Занимался он только с очень немногими, и притом еще как-то сепаратно. Самый доступ на его занятия был труден. Все же иногда мы к нему «прорывались».
Не только борода и усы резко отличали Сулержицкого от других преподавателей школы.
Нам и невдомек было то, что мы присутствуем на самых первых, можно сказать «доисторических», уроках по «системе» Станиславского.
Могли ли мы знать, что Сулержицкий был послан Станиславским с вполне определенным заданием первого практического испытания зарождающейся «системы» и что с прихода Сулержицкого в школу Адашева и должно вести «предысторию» будущей Первой студии Московского Художественного театра? Знать не могли, но чувствовали, что входит вместе с Сулержицким нечто и новое и необычное до чрезвычайности.
Ставил Сулержицкий на третьем курсе отрывок из «Всех скорбящих» Гейерманса. Ему понадобился хор за кулисами. В этот хор попала и я. Мы пели из «Фауста»:
Что скажу я богу славы?
Чем пред ним я оправдаюсь?
В минуты, свободные от исполнения певческих обязанностей, разрешалось нам присутствовать на занятиях Сулержицкого.
Уроки нового преподавателя пленили меня. Сулержицкий не был прославленным актером, как Качалов, как Леонидов. Он не мог так блестяще, как это делали они, показать ученику, ученице то или иное место в роли, но лучше их он умел то или иное место в роли разъяснить. Он умел затронуть «пружины творческой природы» ученика и ученицы. Василий Васильевич Лужский, например, был прирожденным театральным педагогом, но умный, образованный Лужский все же был человеком театра, только театра. Сулержицкий подошел к театральным подмосткам из суровой действительности. Для него театр, не теряя своего праздничного обаяния, имел еще огромное значение: был средством активнейшего нравственного воздействия на людей. У Сулержицкого многому можно было научиться, по тому времени, будущим актерам. Знание действительной жизни, знание человека принес в школу Адашева новый преподаватель.

..............................

▸ **Задание A**
Воспроизведите дословно часть текста о Сулержицком, которая начинается со слов «Занимался он только» и заканчивается словами «других преподавателей школы.».
▸ **Задание B**
Согласно тексту о Сулержицком, отрывок из какого произведения он ставил на третьем курсе?

▸ **Представленные сведения**
..............................

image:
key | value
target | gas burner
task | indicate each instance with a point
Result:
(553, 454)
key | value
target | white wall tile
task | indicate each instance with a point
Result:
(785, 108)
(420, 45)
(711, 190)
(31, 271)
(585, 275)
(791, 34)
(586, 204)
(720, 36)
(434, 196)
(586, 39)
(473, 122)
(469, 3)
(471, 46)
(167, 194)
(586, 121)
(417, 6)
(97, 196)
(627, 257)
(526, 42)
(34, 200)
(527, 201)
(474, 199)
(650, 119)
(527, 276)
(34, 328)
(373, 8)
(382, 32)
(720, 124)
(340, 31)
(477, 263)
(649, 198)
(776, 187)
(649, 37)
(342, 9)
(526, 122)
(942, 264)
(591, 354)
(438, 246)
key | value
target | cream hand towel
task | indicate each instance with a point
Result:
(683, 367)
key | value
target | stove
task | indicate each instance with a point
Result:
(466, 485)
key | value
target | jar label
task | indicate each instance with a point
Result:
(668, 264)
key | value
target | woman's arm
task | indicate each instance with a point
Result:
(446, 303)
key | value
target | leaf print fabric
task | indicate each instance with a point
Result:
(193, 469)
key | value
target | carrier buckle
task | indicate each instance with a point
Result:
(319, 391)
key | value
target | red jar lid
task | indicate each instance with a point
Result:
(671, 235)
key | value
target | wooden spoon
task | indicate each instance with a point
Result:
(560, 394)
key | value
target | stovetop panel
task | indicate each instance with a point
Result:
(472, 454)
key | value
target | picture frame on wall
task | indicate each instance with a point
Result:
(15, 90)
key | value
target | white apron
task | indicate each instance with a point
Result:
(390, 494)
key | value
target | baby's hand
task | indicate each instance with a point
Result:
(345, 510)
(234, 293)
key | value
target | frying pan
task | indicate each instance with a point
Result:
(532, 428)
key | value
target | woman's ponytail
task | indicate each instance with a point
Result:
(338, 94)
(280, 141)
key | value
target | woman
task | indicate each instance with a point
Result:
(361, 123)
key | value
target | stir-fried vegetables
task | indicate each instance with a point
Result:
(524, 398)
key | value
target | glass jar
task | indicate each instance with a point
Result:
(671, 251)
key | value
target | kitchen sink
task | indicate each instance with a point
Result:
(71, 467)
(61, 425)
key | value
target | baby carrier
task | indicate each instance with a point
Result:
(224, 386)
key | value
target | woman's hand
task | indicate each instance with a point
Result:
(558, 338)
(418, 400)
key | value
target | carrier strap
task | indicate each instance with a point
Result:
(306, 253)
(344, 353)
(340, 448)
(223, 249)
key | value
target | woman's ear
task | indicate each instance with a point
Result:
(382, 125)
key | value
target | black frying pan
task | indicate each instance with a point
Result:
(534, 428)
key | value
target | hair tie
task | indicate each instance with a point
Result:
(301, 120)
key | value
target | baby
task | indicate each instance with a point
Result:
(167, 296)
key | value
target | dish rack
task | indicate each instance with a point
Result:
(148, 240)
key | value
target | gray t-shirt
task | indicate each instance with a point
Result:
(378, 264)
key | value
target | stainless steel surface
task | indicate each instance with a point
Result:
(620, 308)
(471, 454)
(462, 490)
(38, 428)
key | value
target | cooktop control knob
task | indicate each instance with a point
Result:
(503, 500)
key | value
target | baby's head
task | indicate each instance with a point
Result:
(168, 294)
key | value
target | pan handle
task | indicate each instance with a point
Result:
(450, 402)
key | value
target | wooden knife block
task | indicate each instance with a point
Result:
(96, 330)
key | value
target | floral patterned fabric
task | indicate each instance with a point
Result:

..............................

▸ **Результат выполнения A**
Занимался он только с очень немногими, и притом еще как-то сепаратно. Самый доступ на его занятия был труден. Все же иногда мы к нему «прорывались».
Не только борода и усы резко отличали Сулержицкого от других преподавателей школы.

▸ **Результат выполнения B**
Отрывок из «Всех скорбящих» Гейерманса.